However, a new study conducted by researchers from the University of Bath has presented new evidence on the “think positive” front. Their work found that being realistic trumps optimism when it comes to consumers’ long-term well-being. 

“Plans based on inaccurate beliefs make for poor decisions and are bound to deliver worse outcomes than would rational, realistic beliefs, leading to lower well-being for both optimists and pessimists,” said researcher Dr. Chris Dawson. “Particularly prone to this are decisions are employment, savings, and any choice involving risk and uncertainty.” 

Debunking optimism

To better understand how optimism, pessimism, and realism can correlate to well-being, the researchers analyzed responses to the British Panel Household Survey, which gathered information from nearly 2,000 people on a yearly basis for just about two decades.

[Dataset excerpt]
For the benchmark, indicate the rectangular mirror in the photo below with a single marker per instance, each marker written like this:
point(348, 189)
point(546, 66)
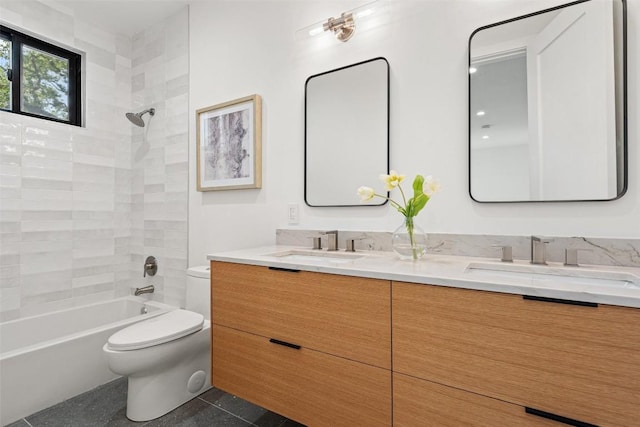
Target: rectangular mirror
point(346, 132)
point(547, 105)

● TASKS TO CARRY OUT
a) Rewrite the portion of the text on optimism and well-being starting at "However, a new" and ending at "consumers’ long-term well-being.", replacing "study" with "investigation".
b) Turn every line of the dataset excerpt rows into a Markdown table with the columns "No." and "Line," numbering each line and skipping blank lines. Leave the pictures out of the table.
The rows in this dataset excerpt have no connection to the text on optimism and well-being.

● ANSWERS FOR THE EXERCISE
a)
However, a new investigation conducted by researchers from the University of Bath has presented new evidence on the “think positive” front. Their work found that being realistic trumps optimism when it comes to consumers’ long-term well-being.

b)
| No. | Line |
|---|---|
| 1 | For the benchmark, indicate the rectangular mirror in the photo below with a single marker per instance, each marker written like this: |
| 2 | point(348, 189) |
| 3 | point(546, 66) |
| 4 | Target: rectangular mirror |
| 5 | point(346, 132) |
| 6 | point(547, 105) |